RÉPUBLIQUE FRANÇAISE
AU NOM DU PEUPLE FRANÇAIS
COUR D'APPEL DE PARIS
Pôle 6 - Chambre 10
ARRÊT DU 29 Octobre 2013
(n° 9 , 6 pages)
Numéro d'inscription au répertoire général : S 11/12126
Décision déférée à la Cour : jugement rendu le 10 Novembre 2011 par le Conseil de Prud'hommes - Formation paritaire de PARIS section encadrement RG n° 09/15164
APPELANTE
GIE BELLEVILLE
[Adresse 1]
[Localité 2]
représentée par Me Daniel SAADAT, avocat au barreau de PARIS, toque : P0392
INTIMÉE
Madame [N] [U]
[Adresse 2]
[Localité 1]
comparante en personne, assistée de Me Delphine MARECHAL, avocat au barreau de PARIS, toque : R 153
COMPOSITION DE LA COUR :
En application des dispositions de l'article 945-1 du code de procédure civile, l'affaire a été débattue le 16 Septembre 2013, en audience publique, les parties ne s'y étant pas opposées, devant Mme Catherine COSSON, conseiller, chargée d'instruire l'affaire.
Ce magistrat a rendu compte des plaidoiries dans le délibéré de la Cour, composée de :
Madame Claudine PORCHER, présidente
Madame Marie-Aleth TRAPET, conseiller
Madame Catherine COSSON, conseiller
Greffier : Monsieur Polycarpe GARCIA, lors des débats
ARRÊT :
- contradictoire
- prononcé par mise à disposition au greffe de la cour, les parties en ayant été préalablement avisées dans les conditions prévues au deuxième alinéa de l'article 450 du code de procédure civile.
- signé par Madame Claudine PORCHER, présidente et par Monsieur Polycarpe GARCIA, greffier auquel la minute de la décision a été remise par le magistrat signataire.
Madame [N] [U] a été engagée par le GIE Belleville à compter du 2 novembre 2006 en qualité de Secrétaire Permanente ' responsable du service et affectée au Service Ressources Humaines.
Par lettre du 25 septembre 2009, elle a été convoquée à un entretien préalable au licenciement et il lui a été notifié une mise à pied conservatoire. Par lettre du 22 octobre 2009, elle a été licenciée pour faute grave pour les motifs suivants :
Nous vous avons reçue le vendredi 9 octobre 2009 à 17 heures pour l'entretien préalable au licenciement que nous envisagions de prononcer à votre encontre.

CONSIGNES DE L'EXERCICE:
[1] Résumez l'extrait de l'arrêt ci-dessus en deux phrases.
[2] Selon l'extrait de l'arrêt, sur quel fondement et à quelle condition l'affaire a-t-elle été débattue devant Mme Catherine COSSON ? Répondez en une ou deux phrases.

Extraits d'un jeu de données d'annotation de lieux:
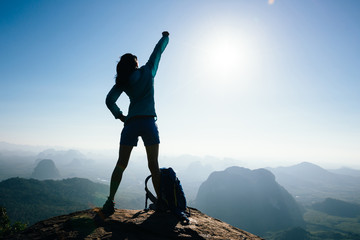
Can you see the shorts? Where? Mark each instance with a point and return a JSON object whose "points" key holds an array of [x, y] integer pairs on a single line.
{"points": [[145, 127]]}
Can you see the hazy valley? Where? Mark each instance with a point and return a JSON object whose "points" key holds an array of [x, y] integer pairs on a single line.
{"points": [[300, 200]]}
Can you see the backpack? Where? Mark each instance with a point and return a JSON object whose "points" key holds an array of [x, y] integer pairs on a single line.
{"points": [[172, 195]]}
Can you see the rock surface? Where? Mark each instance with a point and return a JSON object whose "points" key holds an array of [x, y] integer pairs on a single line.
{"points": [[132, 225]]}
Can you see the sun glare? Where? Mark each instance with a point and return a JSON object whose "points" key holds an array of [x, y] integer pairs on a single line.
{"points": [[229, 61]]}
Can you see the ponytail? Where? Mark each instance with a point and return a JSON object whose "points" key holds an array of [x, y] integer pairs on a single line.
{"points": [[125, 67]]}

LISTE DES RÉPONSES:
[1] Par un arrêt du 29 octobre 2013, la cour d'appel de Paris statue sur l'appel du GIE Belleville contre un jugement rendu le 10 novembre 2011 par le conseil de prud'hommes de Paris, qui l'oppose à Madame [N] [U]. Celle-ci avait été engagée le 2 novembre 2006 comme secrétaire permanente affectée au service Ressources humaines, puis convoquée à un entretien préalable avec mise à pied conservatoire, et enfin licenciée pour faute grave par lettre du 22 octobre 2009.

[2] L'affaire a été débattue devant elle en application de l'article 945-1 du code de procédure civile, en sa qualité de conseiller chargée d'instruire l'affaire. Cela a été possible parce que les parties ne s'y sont pas opposées.